____ Data for analysis

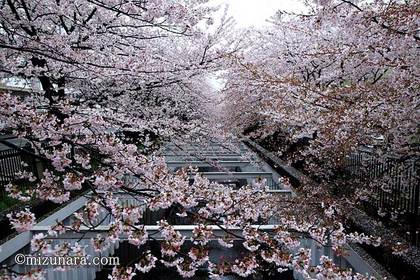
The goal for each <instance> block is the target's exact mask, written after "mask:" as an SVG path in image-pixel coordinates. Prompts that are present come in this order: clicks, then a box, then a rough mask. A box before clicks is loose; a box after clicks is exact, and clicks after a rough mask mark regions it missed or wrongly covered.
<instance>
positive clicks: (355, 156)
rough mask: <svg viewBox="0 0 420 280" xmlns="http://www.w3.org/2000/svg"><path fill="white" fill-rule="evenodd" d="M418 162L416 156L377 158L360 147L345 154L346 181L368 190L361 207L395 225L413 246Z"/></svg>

________
____ Data for analysis

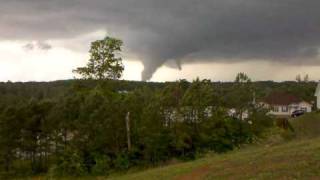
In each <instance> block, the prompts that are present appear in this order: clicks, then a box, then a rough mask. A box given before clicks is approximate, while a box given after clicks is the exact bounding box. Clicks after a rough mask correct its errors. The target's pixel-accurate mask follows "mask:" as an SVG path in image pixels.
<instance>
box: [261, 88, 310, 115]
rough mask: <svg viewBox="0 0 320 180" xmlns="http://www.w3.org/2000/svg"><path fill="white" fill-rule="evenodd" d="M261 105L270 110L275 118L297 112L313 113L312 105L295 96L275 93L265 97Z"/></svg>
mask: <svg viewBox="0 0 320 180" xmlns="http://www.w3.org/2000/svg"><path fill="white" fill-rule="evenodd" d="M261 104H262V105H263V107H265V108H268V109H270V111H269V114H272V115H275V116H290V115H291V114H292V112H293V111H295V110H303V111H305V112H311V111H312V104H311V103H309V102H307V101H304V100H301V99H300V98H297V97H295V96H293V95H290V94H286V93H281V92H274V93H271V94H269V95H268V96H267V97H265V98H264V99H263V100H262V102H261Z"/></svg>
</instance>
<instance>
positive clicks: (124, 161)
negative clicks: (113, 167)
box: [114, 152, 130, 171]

________

*Problem to solve*: In the data above, find the line with "</instance>" and the line with "box: [114, 152, 130, 171]". Retype both, plus every line between them, exactly.

*Reply to the exercise*:
</instance>
<instance>
positive clicks: (124, 161)
negative clicks: (113, 167)
box: [114, 152, 130, 171]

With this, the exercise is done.